→ RECORDS TO USE
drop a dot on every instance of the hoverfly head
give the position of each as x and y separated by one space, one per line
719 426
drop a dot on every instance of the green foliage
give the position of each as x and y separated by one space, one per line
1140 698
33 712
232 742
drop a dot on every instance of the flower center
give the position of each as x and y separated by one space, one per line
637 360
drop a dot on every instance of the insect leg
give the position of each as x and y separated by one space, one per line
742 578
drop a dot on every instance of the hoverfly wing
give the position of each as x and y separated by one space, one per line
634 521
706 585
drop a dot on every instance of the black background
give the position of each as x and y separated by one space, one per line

→ YOUR ASSIGNMENT
Nothing in the listing may be left out; repeat it all exactly.

→ TASK RESULT
drop a dot on every instance of the hoverfly head
give the position of each as x and y separated by one space, one per line
719 426
drop a dot on every instance of the green foliage
give the position of each as x and y separated by one space, one per line
1140 698
33 712
232 742
drop a dot on every instance of the flower center
give the position of each as x and y separated by one space, one per line
637 360
drop a dot on every instance of the insect leg
give the position of each as x and y separated by one space, one per line
742 578
drop a dot on every instance of the hoverfly wing
give the position of each as x and y separated by one space, one per line
634 521
706 585
drop a dot on every instance of the black background
give the position of each as x and y separated by one space, one per line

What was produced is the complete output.